▸ **ASSIGNMENT**
Whatever the records below say, write them all out exactly.

▸ **INFORMATION PROVIDED**

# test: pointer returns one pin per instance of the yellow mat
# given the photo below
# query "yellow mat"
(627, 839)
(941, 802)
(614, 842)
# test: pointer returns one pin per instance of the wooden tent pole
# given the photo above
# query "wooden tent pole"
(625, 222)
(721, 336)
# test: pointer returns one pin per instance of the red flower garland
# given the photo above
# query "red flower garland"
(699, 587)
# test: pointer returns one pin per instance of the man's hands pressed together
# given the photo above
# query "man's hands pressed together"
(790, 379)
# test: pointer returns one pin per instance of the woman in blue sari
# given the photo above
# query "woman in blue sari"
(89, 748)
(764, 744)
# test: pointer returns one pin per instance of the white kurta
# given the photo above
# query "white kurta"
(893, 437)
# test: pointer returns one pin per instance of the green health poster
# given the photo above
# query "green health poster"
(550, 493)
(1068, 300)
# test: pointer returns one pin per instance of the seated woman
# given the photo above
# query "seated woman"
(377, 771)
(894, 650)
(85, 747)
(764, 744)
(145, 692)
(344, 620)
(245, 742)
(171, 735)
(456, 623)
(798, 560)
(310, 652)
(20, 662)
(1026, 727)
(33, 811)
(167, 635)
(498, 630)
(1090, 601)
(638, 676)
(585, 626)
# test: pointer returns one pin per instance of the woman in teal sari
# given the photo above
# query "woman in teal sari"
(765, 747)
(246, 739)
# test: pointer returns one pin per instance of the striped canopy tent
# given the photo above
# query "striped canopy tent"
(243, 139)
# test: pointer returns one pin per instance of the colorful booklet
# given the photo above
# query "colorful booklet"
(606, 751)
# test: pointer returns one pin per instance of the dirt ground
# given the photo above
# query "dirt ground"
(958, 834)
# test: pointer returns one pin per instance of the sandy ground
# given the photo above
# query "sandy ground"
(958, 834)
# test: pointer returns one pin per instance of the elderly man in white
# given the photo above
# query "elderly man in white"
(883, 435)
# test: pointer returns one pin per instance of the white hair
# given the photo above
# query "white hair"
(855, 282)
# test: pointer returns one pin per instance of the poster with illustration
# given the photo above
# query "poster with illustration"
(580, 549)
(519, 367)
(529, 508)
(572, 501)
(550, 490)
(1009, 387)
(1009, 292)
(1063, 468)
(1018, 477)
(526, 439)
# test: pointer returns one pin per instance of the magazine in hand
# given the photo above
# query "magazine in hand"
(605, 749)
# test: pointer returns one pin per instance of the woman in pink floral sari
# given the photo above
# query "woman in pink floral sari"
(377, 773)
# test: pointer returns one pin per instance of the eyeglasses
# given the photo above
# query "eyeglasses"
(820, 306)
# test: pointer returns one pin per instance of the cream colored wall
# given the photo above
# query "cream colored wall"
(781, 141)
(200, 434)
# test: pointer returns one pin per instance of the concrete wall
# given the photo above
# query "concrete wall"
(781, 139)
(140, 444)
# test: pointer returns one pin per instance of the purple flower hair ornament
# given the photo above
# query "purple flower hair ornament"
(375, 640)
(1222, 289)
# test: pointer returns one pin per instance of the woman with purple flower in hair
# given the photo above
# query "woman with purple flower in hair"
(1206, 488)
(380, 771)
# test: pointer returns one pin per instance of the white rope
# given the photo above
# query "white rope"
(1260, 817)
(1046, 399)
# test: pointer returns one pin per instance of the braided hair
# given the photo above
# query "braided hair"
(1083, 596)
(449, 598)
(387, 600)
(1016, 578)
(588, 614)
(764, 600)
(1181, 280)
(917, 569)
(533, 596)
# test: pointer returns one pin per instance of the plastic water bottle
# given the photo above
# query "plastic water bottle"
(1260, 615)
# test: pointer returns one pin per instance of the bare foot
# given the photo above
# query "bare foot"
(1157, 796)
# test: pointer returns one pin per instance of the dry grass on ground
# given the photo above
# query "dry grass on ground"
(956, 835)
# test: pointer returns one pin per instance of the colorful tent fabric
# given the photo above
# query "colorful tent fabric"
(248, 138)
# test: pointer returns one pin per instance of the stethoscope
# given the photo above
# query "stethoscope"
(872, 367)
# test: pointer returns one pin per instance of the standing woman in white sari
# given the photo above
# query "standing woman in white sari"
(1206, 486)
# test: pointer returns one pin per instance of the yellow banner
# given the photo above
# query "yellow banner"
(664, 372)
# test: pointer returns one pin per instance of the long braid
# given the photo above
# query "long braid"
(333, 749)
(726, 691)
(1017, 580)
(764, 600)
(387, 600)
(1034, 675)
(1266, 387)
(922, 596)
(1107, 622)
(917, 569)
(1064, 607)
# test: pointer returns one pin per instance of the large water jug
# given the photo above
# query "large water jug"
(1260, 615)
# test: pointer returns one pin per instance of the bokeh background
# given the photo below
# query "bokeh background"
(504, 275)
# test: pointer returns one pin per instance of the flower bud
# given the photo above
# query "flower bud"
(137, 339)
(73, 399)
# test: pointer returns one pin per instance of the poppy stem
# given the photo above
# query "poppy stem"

▸ **RESULT FOR THIS TASK**
# test: pointer returns one pin per instance of the yellow mat
# given the photo below
# query "yellow mat"
(627, 839)
(941, 802)
(614, 842)
# test: pointer returns one pin per instance of the wooden tent pole
# given the photo above
# query "wooden tent pole"
(625, 222)
(721, 336)
# test: pointer returns one pin per instance of the red flower garland
# given the photo above
# query "red flower garland"
(699, 587)
# test: pointer returns one pin per instance of the man's hands pressed together
# given the photo above
# query "man's hands pressed together"
(790, 379)
# test: pointer returns one pin per instance of the woman in blue sari
# given the photo above
# query "woman in blue sari"
(89, 748)
(764, 744)
# test: pointer returns one pin per instance of the white kurta
# given the photo above
# query "white kurta"
(893, 437)
# test: pointer returns one pin per instance of the green health poster
# given the photo above
# query "green health poster"
(550, 493)
(1068, 300)
# test: pointer returns one pin per instance of the seated woman
# given the photo above
# query "seated woman"
(377, 771)
(894, 650)
(85, 747)
(764, 744)
(145, 692)
(344, 620)
(245, 742)
(171, 735)
(456, 623)
(798, 560)
(310, 652)
(20, 662)
(1026, 727)
(33, 811)
(167, 635)
(498, 630)
(1090, 601)
(638, 676)
(585, 626)
# test: pointer returns one pin per instance of the woman in teal sari
# given the photo above
# query "woman in teal sari"
(765, 747)
(246, 739)
# test: pointer returns one pin per instance of the striped canopy tent
# given the photo above
# query "striped canopy tent"
(243, 139)
# test: pointer returns one pin per instance of the colorful booklet
# given the photo above
# query "colorful booklet"
(606, 751)
# test: pointer returns one pin per instance of the dirt ground
# given the photo above
# query "dirt ground"
(958, 834)
# test: pointer returns one pin per instance of the sandy ground
# given the photo above
# query "sandy ground"
(958, 834)
# test: pointer returns one pin per instance of the elderly man in white
# given the photo above
# query "elderly man in white"
(883, 435)
# test: pointer returns one pin per instance of the white hair
# given the photo above
# query "white hair"
(855, 282)
# test: pointer returns one pin per instance of the poster with illustration
# given the photo above
# query "poster with illustration"
(580, 549)
(519, 367)
(529, 508)
(572, 501)
(550, 490)
(1009, 387)
(1009, 292)
(1063, 468)
(1018, 477)
(526, 439)
# test: pointer returns one pin per instance of the magazine in hand
# given the photo above
# query "magazine in hand"
(605, 749)
# test: pointer returns one pin per instance of the woman in pink floral sari
# given the photo above
# query "woman in pink floral sari"
(377, 773)
# test: pointer returns one pin per instance of the eyeglasses
# given the photo above
# query "eyeglasses"
(820, 306)
# test: pointer returns one pin per instance of the cream colored wall
# given the photo above
# query "cream colored wall"
(781, 141)
(200, 434)
# test: pointer returns one pin per instance of the concrete wall
# given the photo above
# query "concrete wall"
(781, 139)
(140, 444)
# test: pointer returns one pin per instance of the purple flower hair ornament
# given the photo above
# query "purple flower hair ornament"
(375, 640)
(1222, 289)
# test: pointer returns one pin per instance of the woman with purple flower in hair
# given the photo above
# query "woman with purple flower in hair"
(1206, 488)
(380, 771)
# test: pointer returns one pin per instance of the white rope
# given the photo above
# query "white rope"
(1260, 817)
(1046, 399)
# test: pointer returns one pin per instance of the braided hair
# given the photo above
# query "braided hair"
(1083, 596)
(449, 598)
(387, 600)
(1016, 578)
(588, 614)
(764, 600)
(1181, 280)
(917, 569)
(533, 596)
# test: pointer returns one pin per instance of the plastic water bottle
# given the photo above
# query "plastic water bottle"
(1260, 615)
# test: pointer returns one pin per instance of the bare foot
# given the photo above
# query "bare foot"
(1157, 796)
# test: pointer returns one pin per instance of the dry grass on ground
# given the photo above
# query "dry grass on ground"
(956, 835)
# test: pointer returns one pin per instance of the colorful tent fabric
# given the photo above
# query "colorful tent fabric"
(248, 138)
# test: pointer returns one pin per instance of the stethoscope
# given the photo above
# query "stethoscope"
(872, 367)
# test: pointer returns one pin per instance of the standing woman in white sari
# given the photo above
# query "standing woman in white sari"
(1206, 486)
# test: pointer returns one pin per instance of the yellow banner
# given the photo above
# query "yellow banner"
(664, 372)
# test: pointer returns one pin per instance of the long braid
# given the photo above
# query "long braid"
(333, 749)
(726, 691)
(1017, 580)
(764, 600)
(387, 600)
(1034, 675)
(1266, 387)
(922, 596)
(1107, 622)
(917, 569)
(1064, 607)
# test: pointer returns one pin per instance of the large water jug
# given the photo above
# query "large water jug"
(1260, 615)
# test: pointer returns one pin per instance of the bokeh background
# given the photo below
# query "bokeh background"
(504, 275)
# test: pointer returns one pin per instance of the flower bud
# given the photo above
# query "flower bud"
(137, 339)
(73, 399)
# test: pointer returns one pin per instance of the poppy stem
# given the photo above
# query "poppy stem"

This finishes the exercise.